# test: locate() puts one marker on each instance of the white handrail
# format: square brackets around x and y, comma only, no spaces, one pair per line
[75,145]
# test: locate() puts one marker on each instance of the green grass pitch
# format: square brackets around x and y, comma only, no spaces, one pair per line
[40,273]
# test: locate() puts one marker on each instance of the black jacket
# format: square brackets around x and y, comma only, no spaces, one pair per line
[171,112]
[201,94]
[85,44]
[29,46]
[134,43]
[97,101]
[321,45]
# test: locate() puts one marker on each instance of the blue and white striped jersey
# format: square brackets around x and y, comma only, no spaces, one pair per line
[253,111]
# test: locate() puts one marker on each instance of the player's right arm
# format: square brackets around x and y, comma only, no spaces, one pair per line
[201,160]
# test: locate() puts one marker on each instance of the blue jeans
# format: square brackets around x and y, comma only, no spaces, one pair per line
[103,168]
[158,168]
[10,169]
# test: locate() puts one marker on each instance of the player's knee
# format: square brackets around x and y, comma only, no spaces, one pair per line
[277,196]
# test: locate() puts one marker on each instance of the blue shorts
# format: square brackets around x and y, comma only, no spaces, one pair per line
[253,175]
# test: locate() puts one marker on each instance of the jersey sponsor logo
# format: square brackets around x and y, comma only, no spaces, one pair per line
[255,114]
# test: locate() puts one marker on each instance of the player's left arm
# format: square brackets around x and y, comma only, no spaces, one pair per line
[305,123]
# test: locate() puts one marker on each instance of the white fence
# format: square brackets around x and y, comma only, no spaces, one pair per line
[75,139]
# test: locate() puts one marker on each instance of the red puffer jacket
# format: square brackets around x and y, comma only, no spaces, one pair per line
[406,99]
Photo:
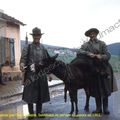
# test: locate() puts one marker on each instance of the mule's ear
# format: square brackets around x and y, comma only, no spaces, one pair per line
[55,56]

*YOUR ASSIGNMENT*
Pictures stay out of this copy. Retype exactly the lines from the one with "white striped jersey" through the last line of the data, both ends included, and nothing more.

*OUTPUT FOR THIS TASK*
# test: locate() puts one marker on each instance of the blue and white striped jersey
# format: square brackets around x and y, comma only, no spaces, one pair per line
[253,111]
# test: locate() puts one marker on each instance of the player's right arm
# format: square brackets around x and y, comma only, no spaces, one pair per line
[201,160]
# test: locate() puts one marker on each instance of the blue jeans
# format: square brackets around x and y, comma only, no spaces, one pair per line
[103,168]
[158,168]
[10,169]
# test: locate() puts one marker on each instance of the player's knee
# format: square brackets around x and y, comma only, no spaces, one pair per line
[277,196]
# test: locate() puts one marker on each instance of the blue shorts
# format: square brackets around x and y, comma only, no spaces, one pair per line
[253,175]
# test: locate() puts one marker on each instance of the jersey sponsor logo
# format: square brackets around x and y, comma only, no spaces, one pair per line
[255,114]
# test: locate() puts one marker on each instance of the player's left arm
# format: square brackets around x and y, comma only, no spaces, one pair per line
[305,123]
# test: locate() puts one marker on each instance of the white fence
# format: square brackets around x and y, comma only, no spaces, one pair per line
[75,139]
# test: locate() puts one marker on each instance of the red puffer jacket
# format: square brackets around x and y, comma only, no spaces, one pair per line
[406,99]
Photo:
# test: locate() puts one marker on each instance of the mule's ear
# format: square brackets around x and y, comma only, no spaces, one pair per line
[55,56]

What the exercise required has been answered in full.